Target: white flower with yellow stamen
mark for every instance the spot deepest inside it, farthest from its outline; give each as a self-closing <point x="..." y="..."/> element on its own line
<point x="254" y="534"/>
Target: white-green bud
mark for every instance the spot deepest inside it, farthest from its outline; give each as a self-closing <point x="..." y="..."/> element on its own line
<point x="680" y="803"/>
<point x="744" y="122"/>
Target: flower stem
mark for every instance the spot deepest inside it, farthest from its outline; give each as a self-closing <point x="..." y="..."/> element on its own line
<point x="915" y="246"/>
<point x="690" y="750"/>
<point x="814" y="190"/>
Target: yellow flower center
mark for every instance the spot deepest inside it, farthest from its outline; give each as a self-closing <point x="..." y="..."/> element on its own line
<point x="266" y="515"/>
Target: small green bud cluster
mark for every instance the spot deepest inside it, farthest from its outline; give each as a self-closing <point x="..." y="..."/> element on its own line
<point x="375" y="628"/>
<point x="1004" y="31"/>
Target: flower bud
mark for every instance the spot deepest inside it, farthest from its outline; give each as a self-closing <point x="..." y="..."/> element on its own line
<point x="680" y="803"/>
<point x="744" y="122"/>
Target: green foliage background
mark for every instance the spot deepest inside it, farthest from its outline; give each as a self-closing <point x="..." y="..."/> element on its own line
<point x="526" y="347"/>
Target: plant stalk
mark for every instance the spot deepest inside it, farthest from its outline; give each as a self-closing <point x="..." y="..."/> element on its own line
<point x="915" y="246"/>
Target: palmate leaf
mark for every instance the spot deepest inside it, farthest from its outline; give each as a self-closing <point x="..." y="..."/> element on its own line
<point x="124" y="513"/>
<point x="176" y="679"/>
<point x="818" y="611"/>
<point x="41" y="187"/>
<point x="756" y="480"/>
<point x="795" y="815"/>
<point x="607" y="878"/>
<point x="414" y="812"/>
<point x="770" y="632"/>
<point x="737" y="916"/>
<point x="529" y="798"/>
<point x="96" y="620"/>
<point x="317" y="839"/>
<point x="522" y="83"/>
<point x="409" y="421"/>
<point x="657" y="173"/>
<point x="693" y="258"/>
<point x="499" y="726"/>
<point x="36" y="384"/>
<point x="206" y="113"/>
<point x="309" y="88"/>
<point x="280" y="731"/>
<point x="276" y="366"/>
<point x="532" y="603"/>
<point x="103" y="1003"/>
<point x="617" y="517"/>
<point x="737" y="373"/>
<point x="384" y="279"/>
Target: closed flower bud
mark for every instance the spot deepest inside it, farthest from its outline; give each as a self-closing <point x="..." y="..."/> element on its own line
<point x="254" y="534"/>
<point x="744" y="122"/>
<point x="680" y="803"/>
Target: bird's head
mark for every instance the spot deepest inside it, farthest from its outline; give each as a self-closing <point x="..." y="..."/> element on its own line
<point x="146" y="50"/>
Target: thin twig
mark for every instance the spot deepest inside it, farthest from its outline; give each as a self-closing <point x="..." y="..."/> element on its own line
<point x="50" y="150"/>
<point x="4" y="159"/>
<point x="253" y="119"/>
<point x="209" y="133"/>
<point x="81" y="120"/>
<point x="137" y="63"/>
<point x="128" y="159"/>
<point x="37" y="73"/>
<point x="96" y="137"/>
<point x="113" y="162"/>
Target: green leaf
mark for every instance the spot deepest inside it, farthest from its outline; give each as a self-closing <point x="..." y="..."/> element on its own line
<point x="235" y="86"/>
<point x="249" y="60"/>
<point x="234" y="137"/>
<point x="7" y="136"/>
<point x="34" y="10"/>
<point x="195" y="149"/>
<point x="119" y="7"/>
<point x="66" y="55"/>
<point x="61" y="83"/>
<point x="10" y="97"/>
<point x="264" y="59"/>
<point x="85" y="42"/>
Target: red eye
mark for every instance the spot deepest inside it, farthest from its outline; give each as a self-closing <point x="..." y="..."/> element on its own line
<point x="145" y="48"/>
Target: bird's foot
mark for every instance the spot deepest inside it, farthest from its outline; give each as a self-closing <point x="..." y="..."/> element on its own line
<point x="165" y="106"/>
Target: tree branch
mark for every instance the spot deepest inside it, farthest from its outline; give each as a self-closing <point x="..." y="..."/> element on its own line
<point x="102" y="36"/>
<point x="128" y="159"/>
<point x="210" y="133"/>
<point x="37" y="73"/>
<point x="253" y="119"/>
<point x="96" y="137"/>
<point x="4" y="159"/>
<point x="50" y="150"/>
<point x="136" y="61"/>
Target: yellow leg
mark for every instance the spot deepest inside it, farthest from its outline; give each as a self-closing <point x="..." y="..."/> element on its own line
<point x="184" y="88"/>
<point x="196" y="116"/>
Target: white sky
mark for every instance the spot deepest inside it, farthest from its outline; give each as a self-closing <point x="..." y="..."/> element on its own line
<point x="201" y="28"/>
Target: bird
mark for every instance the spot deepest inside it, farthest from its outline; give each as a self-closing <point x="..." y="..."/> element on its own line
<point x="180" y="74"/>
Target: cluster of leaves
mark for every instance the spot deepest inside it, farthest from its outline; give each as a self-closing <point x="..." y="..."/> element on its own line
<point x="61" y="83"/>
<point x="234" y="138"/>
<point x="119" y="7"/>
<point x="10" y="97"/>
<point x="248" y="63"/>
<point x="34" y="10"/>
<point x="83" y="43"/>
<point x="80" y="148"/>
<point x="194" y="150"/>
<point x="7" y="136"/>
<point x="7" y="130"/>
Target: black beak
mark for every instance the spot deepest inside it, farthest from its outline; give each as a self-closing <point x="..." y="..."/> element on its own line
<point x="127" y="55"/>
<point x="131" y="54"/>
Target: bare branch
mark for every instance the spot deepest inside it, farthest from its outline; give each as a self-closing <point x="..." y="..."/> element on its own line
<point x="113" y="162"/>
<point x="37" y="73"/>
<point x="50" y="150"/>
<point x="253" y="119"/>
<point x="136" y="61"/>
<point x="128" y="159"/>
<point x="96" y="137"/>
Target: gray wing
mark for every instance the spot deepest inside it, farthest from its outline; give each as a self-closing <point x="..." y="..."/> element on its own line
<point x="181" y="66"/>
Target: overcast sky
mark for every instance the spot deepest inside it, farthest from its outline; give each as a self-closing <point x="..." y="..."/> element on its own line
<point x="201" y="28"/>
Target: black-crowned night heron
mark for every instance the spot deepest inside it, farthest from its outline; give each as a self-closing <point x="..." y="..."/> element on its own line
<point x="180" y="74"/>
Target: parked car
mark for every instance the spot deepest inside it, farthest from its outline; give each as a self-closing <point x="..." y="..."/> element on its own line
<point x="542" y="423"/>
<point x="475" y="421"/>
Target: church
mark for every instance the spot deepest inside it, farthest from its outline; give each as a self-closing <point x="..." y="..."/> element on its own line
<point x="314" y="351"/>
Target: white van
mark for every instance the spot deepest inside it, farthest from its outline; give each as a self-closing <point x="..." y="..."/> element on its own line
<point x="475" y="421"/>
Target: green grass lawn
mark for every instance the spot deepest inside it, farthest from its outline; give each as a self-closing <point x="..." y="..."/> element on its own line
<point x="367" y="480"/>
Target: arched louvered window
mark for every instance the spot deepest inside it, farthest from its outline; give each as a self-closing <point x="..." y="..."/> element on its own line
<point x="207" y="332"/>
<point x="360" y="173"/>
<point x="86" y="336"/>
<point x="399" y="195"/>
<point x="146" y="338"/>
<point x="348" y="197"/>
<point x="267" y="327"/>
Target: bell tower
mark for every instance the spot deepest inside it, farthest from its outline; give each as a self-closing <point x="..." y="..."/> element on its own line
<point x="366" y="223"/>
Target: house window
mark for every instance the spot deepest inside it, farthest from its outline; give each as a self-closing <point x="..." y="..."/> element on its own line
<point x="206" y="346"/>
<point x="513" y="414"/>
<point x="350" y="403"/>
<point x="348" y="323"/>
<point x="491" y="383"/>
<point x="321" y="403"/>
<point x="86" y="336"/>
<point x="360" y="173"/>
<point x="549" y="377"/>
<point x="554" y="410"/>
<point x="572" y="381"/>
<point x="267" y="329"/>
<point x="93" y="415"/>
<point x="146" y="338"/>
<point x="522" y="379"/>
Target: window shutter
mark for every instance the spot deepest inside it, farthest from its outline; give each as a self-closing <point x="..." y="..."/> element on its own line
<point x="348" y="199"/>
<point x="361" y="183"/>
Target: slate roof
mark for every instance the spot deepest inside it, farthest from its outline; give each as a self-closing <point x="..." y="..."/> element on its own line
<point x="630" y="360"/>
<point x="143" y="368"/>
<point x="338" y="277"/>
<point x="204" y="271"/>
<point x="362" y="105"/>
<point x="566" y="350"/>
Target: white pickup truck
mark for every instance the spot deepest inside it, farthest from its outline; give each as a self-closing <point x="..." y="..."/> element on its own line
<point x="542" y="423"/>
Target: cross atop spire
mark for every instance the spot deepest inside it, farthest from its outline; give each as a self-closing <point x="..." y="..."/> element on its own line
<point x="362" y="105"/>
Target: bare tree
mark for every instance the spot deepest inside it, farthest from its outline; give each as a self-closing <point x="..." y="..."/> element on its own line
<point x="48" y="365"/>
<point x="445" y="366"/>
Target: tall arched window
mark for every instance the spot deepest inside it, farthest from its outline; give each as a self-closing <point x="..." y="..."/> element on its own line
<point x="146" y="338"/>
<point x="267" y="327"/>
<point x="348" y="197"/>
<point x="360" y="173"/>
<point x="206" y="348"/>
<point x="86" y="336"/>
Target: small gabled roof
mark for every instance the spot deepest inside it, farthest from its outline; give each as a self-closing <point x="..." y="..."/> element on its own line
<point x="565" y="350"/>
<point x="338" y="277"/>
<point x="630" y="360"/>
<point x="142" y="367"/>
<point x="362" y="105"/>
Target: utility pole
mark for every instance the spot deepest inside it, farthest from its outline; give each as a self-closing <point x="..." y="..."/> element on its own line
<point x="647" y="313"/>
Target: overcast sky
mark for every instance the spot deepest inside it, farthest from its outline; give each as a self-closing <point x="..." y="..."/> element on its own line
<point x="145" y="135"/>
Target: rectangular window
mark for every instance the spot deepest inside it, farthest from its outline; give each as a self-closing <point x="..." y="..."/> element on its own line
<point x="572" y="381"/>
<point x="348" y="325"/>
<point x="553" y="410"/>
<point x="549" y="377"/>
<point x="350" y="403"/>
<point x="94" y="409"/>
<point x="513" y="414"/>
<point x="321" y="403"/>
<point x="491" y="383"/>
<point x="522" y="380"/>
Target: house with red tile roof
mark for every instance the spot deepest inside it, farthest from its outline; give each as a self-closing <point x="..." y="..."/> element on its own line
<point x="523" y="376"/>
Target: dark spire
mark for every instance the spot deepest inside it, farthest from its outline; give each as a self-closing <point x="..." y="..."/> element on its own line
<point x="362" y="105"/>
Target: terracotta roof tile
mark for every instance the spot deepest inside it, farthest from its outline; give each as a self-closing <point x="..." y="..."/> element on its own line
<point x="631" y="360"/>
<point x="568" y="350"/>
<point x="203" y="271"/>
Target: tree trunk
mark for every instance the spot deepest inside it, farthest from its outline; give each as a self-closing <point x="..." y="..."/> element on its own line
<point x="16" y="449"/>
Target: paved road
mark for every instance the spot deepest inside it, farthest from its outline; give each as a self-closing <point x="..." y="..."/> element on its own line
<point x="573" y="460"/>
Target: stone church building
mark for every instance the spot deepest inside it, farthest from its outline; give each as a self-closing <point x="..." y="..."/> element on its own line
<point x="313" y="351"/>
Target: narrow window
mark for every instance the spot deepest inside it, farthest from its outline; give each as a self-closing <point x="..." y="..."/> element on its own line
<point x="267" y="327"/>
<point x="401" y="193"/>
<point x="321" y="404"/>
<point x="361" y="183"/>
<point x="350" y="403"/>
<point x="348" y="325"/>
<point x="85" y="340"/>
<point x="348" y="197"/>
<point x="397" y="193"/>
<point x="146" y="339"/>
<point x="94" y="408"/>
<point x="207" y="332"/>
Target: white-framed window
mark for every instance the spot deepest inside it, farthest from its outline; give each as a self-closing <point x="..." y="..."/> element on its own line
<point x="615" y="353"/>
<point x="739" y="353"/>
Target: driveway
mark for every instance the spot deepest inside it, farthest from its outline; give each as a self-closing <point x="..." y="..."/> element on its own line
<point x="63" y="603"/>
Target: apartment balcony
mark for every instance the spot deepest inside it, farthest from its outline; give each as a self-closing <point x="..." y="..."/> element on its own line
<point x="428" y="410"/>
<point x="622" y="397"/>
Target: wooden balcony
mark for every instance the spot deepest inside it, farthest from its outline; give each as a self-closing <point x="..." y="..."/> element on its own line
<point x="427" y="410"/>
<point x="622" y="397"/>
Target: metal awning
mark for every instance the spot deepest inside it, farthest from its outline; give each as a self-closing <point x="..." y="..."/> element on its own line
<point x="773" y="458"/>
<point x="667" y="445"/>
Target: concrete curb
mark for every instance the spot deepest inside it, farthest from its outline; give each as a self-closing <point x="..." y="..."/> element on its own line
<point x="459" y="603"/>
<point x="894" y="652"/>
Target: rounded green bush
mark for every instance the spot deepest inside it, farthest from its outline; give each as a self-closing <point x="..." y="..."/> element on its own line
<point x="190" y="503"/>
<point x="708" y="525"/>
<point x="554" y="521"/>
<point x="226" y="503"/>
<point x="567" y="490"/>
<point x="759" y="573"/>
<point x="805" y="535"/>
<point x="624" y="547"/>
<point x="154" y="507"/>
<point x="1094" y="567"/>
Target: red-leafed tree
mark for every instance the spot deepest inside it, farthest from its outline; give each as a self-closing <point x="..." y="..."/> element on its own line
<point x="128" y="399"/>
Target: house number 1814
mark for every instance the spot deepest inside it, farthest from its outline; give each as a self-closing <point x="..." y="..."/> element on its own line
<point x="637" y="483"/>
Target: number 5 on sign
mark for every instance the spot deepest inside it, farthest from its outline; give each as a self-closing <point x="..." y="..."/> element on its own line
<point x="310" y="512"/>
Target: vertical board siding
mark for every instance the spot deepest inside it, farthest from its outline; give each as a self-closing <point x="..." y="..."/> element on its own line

§ **Task statement**:
Please reproduce the lines of the data starting with the one containing "Target: vertical board siding" and going on through the end of the data, substituting "paneling" for "siding" and leaving everything else unchanged.

§ **Correct answer**:
Target: vertical board paneling
mark for every instance the spot deepest inside it, farthest from its outline; give each as a self-closing <point x="..." y="..."/> element on its own line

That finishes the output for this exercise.